** Begin Stored rows **
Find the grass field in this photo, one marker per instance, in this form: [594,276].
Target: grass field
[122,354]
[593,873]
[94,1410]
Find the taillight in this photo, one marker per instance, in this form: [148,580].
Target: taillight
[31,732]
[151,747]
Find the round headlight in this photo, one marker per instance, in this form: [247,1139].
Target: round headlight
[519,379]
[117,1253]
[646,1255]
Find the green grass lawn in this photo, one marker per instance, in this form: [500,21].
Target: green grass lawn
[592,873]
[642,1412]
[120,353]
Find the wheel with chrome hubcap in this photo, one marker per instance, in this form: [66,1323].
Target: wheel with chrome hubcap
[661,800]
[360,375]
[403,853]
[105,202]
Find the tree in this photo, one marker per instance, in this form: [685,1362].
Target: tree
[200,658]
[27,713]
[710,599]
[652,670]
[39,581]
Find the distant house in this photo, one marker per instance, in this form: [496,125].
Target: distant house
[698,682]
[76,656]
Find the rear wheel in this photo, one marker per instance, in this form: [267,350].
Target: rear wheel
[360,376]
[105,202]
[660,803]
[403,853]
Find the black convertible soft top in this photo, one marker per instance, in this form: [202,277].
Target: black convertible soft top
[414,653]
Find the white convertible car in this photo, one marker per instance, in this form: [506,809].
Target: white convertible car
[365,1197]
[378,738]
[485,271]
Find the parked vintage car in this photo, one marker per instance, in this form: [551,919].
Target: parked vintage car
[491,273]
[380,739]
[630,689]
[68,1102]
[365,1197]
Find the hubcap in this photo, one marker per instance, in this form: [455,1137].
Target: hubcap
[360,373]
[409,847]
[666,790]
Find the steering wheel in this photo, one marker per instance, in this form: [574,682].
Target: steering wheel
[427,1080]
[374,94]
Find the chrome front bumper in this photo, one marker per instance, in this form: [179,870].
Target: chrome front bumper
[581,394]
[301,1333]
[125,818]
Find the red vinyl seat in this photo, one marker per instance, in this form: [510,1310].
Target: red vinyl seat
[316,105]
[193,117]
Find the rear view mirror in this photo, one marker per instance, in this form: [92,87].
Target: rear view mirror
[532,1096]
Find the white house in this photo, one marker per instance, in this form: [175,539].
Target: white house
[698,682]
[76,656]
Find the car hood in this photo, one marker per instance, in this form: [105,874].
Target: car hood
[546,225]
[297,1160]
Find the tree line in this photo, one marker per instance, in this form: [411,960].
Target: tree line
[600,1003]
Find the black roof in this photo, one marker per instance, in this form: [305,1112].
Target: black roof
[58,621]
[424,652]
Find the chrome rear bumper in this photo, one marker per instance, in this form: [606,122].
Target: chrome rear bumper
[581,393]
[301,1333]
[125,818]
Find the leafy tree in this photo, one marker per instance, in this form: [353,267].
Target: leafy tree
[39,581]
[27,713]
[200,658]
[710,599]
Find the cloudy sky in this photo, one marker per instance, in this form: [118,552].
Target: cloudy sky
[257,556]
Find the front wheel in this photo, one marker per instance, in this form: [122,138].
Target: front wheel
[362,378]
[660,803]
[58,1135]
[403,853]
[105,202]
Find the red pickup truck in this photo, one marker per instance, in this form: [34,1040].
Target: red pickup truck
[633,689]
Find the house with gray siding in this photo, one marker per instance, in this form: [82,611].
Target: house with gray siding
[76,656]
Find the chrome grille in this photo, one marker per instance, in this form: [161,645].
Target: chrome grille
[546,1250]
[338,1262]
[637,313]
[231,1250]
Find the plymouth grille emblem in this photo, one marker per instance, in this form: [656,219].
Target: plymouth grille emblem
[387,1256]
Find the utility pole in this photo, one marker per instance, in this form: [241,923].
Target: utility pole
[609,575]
** End Stored rows **
→ **Stated problem**
Reproduce the full listing above, character for character.

→ **Reply to the task**
Find the grass field in this photo, one marker per instance, in this form: [594,276].
Target: grass field
[122,354]
[593,873]
[94,1410]
Find the taillight in this photo, one marker per instance, in this form: [148,580].
Target: taillight
[31,732]
[151,747]
Find the round headlight in this photo, one marker per instance, in this form: [247,1139].
Target: round headlight
[519,379]
[117,1253]
[646,1255]
Find the green grass lawn in this photo, one marker per instance, in this form: [500,21].
Target: green grass lawn
[592,873]
[642,1412]
[120,353]
Find the wheel with chrome hubcap in this photo, one marker per instance, in this form: [66,1323].
Target: wheel with chrome hubcap
[661,800]
[360,375]
[403,853]
[105,202]
Find the tree in this photo, one marker per instance, in this form: [685,1362].
Target: tree
[200,658]
[27,713]
[710,599]
[652,670]
[39,581]
Find the distant house in this photo, one marker per instance, in this form: [496,125].
Target: distant house
[698,682]
[76,656]
Find the rear wheel in this photo, one marker per instance, in this form: [267,350].
Target: rear wheel
[360,376]
[105,202]
[660,803]
[403,853]
Find the black convertible soft top in this photo, one marker per instance, in this form: [202,277].
Target: black convertible soft top
[414,653]
Find the white convertible car in this photo, one marker per instance, in this form: [506,809].
Target: white convertible car
[365,1197]
[378,738]
[485,271]
Find the parked vintage car in this photo, one marker per instance, in this form: [551,919].
Target: parked vintage car
[491,273]
[380,739]
[630,689]
[68,1102]
[365,1197]
Find the hubcap in this photo, one marker per instance, in this form: [455,1137].
Target: hubcap
[360,373]
[409,847]
[666,790]
Find the steering wheel in this photo, one marker per instance, in this form: [574,682].
Target: steering wheel
[427,1080]
[374,94]
Find the chrome front bumper in this photo, one marker per instance, in this form: [179,870].
Target: chrome front bumper
[581,394]
[301,1333]
[125,818]
Find the red vinyl seat in this photo, one marker per instance, in this form: [510,1310].
Target: red vinyl seat
[316,105]
[193,117]
Find the rear view mirror in this photo, one marker per instance, in this form: [92,87].
Target: rear view mirror
[532,1096]
Find the white house in this photo, one marker per instance, in this form: [175,539].
Target: white house
[698,682]
[76,656]
Find the car hood in this photo, one marker per instance, in this form: [105,874].
Target: car hood
[546,225]
[297,1160]
Find the tree line in this photo, one marker per instance, in this form: [411,960].
Target: tree line
[600,1003]
Find the black roof in this photo, one marker per instance, in this form: [305,1112].
Target: black roof
[58,621]
[424,652]
Find the chrome rear bumper in this photo, one marker per instance, in this form: [606,122].
Target: chrome rear bumper
[581,393]
[301,1333]
[125,818]
Find the leafy tree in this photo, one marker per instance, in this form: [353,267].
Target: leafy tree
[39,581]
[27,713]
[200,658]
[710,599]
Find the cloudy sky in this photo, one marker per instance, in this form: [118,552].
Target: cloudy sky
[257,556]
Find the front wheel in this photo, one marker per instance, in this form: [122,138].
Target: front wheel
[362,378]
[660,803]
[58,1135]
[403,853]
[105,202]
Find the red pickup truck in this photo, one marker per instance, in this form: [34,1040].
Target: red pickup truck
[633,689]
Find the house with gray siding in this photo, one marker per instance, in this form: [82,611].
Target: house with gray siding
[76,656]
Find the chrome grille in this photo, one marker per instance, in this form: [161,645].
Target: chrome grille
[546,1250]
[338,1262]
[637,313]
[231,1250]
Find the plymouth grille emblem in this photo, one marker per instance, in this form: [656,219].
Target: plymouth grille emblem
[387,1256]
Find the utility pole in this photo, one marker per instance, in this form: [241,923].
Target: utility pole
[609,575]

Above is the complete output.